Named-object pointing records
____

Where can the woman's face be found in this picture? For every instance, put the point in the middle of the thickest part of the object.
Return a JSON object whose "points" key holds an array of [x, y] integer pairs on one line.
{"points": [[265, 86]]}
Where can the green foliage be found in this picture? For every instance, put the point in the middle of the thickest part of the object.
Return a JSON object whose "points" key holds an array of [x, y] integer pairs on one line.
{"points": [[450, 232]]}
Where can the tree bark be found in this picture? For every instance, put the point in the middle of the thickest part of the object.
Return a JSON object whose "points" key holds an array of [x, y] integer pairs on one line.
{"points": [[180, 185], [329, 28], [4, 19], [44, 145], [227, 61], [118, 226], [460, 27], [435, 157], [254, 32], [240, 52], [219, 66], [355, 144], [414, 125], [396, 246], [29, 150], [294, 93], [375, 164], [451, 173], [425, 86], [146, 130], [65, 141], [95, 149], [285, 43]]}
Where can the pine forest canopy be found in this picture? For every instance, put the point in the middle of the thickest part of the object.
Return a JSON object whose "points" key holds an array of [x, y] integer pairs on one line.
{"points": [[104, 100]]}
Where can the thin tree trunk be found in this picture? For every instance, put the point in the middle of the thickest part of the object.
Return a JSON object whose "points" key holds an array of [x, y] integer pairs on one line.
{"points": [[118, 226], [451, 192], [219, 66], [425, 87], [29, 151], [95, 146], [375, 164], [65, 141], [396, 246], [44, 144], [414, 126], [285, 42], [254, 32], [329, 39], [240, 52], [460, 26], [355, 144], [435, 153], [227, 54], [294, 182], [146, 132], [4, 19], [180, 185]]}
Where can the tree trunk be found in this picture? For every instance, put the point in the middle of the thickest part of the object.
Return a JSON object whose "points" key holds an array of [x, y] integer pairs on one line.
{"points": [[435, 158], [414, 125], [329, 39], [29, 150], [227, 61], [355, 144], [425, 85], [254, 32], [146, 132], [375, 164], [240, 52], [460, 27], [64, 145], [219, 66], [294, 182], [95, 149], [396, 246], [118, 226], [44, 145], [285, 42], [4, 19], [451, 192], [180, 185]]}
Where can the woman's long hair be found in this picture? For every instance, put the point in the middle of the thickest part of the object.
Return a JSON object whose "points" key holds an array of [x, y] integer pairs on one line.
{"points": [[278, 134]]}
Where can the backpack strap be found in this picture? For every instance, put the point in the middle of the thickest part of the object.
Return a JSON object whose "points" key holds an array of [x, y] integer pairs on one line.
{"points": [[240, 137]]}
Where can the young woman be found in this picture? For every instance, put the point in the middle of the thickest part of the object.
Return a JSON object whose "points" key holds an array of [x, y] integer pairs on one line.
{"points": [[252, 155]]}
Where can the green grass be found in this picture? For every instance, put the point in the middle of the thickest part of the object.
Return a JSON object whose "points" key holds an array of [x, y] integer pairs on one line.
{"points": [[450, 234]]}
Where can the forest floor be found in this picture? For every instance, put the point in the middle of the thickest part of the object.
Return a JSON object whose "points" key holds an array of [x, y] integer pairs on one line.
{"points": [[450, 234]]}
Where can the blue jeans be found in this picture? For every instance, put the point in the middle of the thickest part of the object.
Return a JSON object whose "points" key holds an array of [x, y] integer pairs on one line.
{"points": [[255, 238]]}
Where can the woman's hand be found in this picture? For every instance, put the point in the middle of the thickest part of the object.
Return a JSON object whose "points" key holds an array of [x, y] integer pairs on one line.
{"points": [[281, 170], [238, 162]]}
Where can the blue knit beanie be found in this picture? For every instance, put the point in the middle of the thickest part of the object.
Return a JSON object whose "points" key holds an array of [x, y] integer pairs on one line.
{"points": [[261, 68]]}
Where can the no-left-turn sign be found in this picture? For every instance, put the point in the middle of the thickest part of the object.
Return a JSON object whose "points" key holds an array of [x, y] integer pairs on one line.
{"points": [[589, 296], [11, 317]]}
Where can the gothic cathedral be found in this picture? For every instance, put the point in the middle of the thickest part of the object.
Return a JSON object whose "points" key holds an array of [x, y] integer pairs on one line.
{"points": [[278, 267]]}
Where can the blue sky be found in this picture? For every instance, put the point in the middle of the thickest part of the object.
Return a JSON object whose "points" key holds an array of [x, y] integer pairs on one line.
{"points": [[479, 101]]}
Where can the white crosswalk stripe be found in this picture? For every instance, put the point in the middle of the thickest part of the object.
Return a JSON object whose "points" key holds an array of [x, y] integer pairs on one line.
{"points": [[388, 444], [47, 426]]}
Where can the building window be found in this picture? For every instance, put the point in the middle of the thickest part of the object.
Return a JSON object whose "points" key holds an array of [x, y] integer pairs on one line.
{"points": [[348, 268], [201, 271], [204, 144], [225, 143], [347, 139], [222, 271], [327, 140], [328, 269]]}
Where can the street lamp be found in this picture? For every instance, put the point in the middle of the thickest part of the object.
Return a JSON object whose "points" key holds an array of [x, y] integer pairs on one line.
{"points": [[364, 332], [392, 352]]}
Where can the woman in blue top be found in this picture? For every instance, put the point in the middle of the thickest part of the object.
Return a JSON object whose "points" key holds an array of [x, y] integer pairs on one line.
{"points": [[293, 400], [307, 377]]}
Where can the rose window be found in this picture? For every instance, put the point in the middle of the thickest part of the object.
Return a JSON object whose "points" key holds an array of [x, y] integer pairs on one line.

____

> **What to produce**: Repeat the data verbatim.

> **Full answer**:
Where can the woman's face be found in this picture? For every instance, put the point in the middle of the thickest part of the object.
Return a JSON object whose "points" key holds an array of [x, y] integer pairs on one line.
{"points": [[265, 86]]}
Where can the green foliage be found in this picture? For every instance, put the point in the middle of the thickest part of the object.
Return a JSON object whose "points" key holds an array of [x, y] integer pairs on one line.
{"points": [[450, 232]]}
Where can the tree bark be found in this picture? For every instance, put the point in the middle of the thickest part of the object.
Return a JSON object whose "points" key holds an array of [x, y] integer pairs on one line.
{"points": [[180, 185], [329, 28], [4, 19], [44, 145], [227, 61], [118, 226], [460, 27], [435, 157], [254, 32], [240, 52], [219, 66], [355, 144], [414, 125], [396, 246], [29, 150], [294, 93], [375, 164], [451, 173], [425, 86], [146, 130], [65, 141], [95, 149], [285, 43]]}
Where can the pine forest canopy be found in this picture? For every instance, put the point in the middle of the thickest part of the object.
Return a JSON object whose "points" key holds an array of [x, y] integer pairs on one line.
{"points": [[104, 100]]}
Where can the thin tree trunk be found in this picture? For every instance, put the point in the middle of the thickest part of the object.
Return a JSON object whose "points" key holds an array of [x, y] integer pairs on one line.
{"points": [[118, 226], [451, 192], [219, 66], [425, 87], [29, 151], [95, 146], [375, 164], [65, 141], [396, 246], [44, 144], [414, 126], [285, 42], [254, 32], [329, 39], [240, 52], [460, 26], [355, 144], [435, 153], [227, 54], [294, 182], [146, 132], [4, 19], [180, 185]]}
Where can the tree trunk be found in this picture? For every instance, put the point in the middle of the thickest part of the object.
Return a JSON object whose "points" key holds an array of [x, y] integer pairs on one line.
{"points": [[435, 158], [414, 125], [329, 39], [29, 150], [227, 61], [355, 144], [425, 85], [254, 32], [146, 132], [375, 164], [240, 52], [460, 27], [64, 145], [219, 66], [294, 182], [95, 149], [396, 246], [118, 226], [44, 145], [285, 42], [4, 19], [451, 192], [180, 185]]}
Where can the woman's long hair be found in this picture? For every instance, put the point in the middle of the thickest part of the object.
Return a JSON object whose "points" key holds an array of [x, y] integer pairs on one line.
{"points": [[278, 134]]}
Where can the backpack strap be found in this picture? For every instance, put the point in the middle of the thickest part of the object.
Return a JSON object whose "points" key holds an array of [x, y] integer pairs on one line.
{"points": [[240, 137]]}
Where can the young woman be found in this picture? For every instance, put the point in the middle of the thickest part of the object.
Return a JSON object whose "points" key holds an array of [x, y] integer pairs on one line.
{"points": [[252, 155]]}
Where can the green grass be found in this picture? For every instance, put the point in the middle of the thickest part of the object.
Return a JSON object whose "points" key holds an array of [x, y] integer pairs on one line.
{"points": [[450, 234]]}
Where can the forest floor be found in this picture? For every instance, put the point in the middle of the thickest part of the object.
Return a JSON object whose "points" key holds an array of [x, y] integer pairs on one line.
{"points": [[450, 234]]}
Where can the blue jeans be found in this picture? For every instance, put the point in the middle of the thickest part of the object.
Return a JSON object whose "points" key holds an array of [x, y] integer pairs on one line.
{"points": [[255, 238]]}
Where can the woman's hand be found in this picture? For every instance, put the point in the middle of the thickest part of the object.
Return a JSON object whose "points" key holds an array of [x, y] integer pairs on one line.
{"points": [[281, 170], [238, 162]]}
Where can the blue knit beanie be found in this picture? For every instance, put the point in the middle of the thickest part of the object.
Return a JSON object whose "points" key holds an array of [x, y] integer pairs on one line.
{"points": [[261, 68]]}
Where can the no-left-turn sign be found in this picture? For every instance, put the point in the middle of the thickest part of the object.
Return a JSON object whose "points" key holds an array of [x, y] integer pairs on one line.
{"points": [[589, 296], [11, 317]]}
Where can the gothic cathedral be found in this picture? For every instance, put the point in the middle of the thickest part of the object.
Return a JSON object whose "points" key holds an array of [x, y] integer pairs on one line.
{"points": [[278, 267]]}
Where can the blue sky be found in this picture? For every instance, put the point in the middle of the thickest part of the object.
Return a JSON object whose "points" key holds an array of [x, y] integer pairs on one line.
{"points": [[479, 101]]}
Where can the white crosswalk stripe be found in this picture? For every instance, put the point in the middle of the thickest part of the object.
Return a JSON object whose "points" key holds an array of [x, y] integer pairs on one line.
{"points": [[388, 444], [47, 426]]}
Where can the building window be found in this picture? For every instance, put the point in the middle of the thickest part of the object.
Return a JSON object whose "points" key holds an array of [x, y] integer pairs on one line.
{"points": [[348, 268], [201, 271], [204, 144], [225, 143], [347, 139], [222, 271], [327, 140], [328, 269]]}
Where can the street lamp be found in this picture? For every instance, put the point in the middle of the thickest part of the object.
Return a JSON object whose "points" key holds an array of [x, y] integer pairs on one line.
{"points": [[364, 332], [392, 352]]}
Where can the woman in blue top be found in this picture? For every instance, put the point in the middle of the thickest part of the object.
Return a JSON object whose "points" key holds an array of [x, y] integer pairs on one line.
{"points": [[293, 400], [307, 377]]}
Where can the rose window be found in this picture? For every instance, put the point in the middle of the thickest part of the object.
Return a JSON object whose "points" key holds an array of [x, y] integer pairs on one line.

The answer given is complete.